● **INSTRUCTIONS**:
1 – Answer these questions about the HSCI news item:
(a) Where and on what dates did the 2015 TERMIS World Congress take place?
(b) How many oral reports and poster papers did the agenda include?
(c) Results from how many participants did HSCI's oral report cover?
2 – Rewrite the HSCI news item starting at "HSCI’s Poster Paper" and ending at "September 8-11, 2015.", swapping "Human Stem Cells Institute" for "HSCI".

● **TEXT SECTION**:
HSCI’s Poster Paper Selected in TOP 25 at 2015 TERMIS World Congress
OREANDA-NEWS. September 17, 2015. The Human Stem Cells Institute (“HSCI”, MOEX: ISKJ), one of Russia’s leading biotech companies, today announced that its researchers presented results of their work at the 2015 TERMIS World Congress which took place in Boston on September 8-11, 2015.
The theme for the 2015 TERMIS World Congress was “Past, Present, Future: The Evolution of Regenerative medicine”, reflecting the impact of tissue engineering throughout the past 20 years, and focusing on the innovative technologies of the future. The agenda included 1,651 oral reports and poster papers.
HSCI delivered two reports at the Congress. The first – an oral report – was devoted to 3-year results of an international, multicenter, randomized clinical trial of a Pcmv-vegf165 (HSCI’s innovative drug Neovasculgen®) in treatment of progressive ischemia caused by atherosclerotic Peripheral Arterial Disease (results from 216 participants). The second – a poster paper “First Clinical Trial of Gene-activated Bone Graft: from Basic Studies to Opening Clinical Cases” – was chosen by the jury of international experts to be in TOP 25 of the Congress’s poster session.

Referring expression data:
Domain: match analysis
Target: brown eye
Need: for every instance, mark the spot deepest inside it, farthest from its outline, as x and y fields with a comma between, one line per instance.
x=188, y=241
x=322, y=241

● **TASK SOLUTIONS**:
1 –
(a) Boston, September 8-11, 2015
(b) 1,651
(c) 216

2 –
HSCI’s Poster Paper Selected in TOP 25 at 2015 TERMIS World Congress
OREANDA-NEWS. September 17, 2015. The HSCI (“HSCI”, MOEX: ISKJ), one of Russia’s leading biotech companies, today announced that its researchers presented results of their work at the 2015 TERMIS World Congress which took place in Boston on September 8-11, 2015.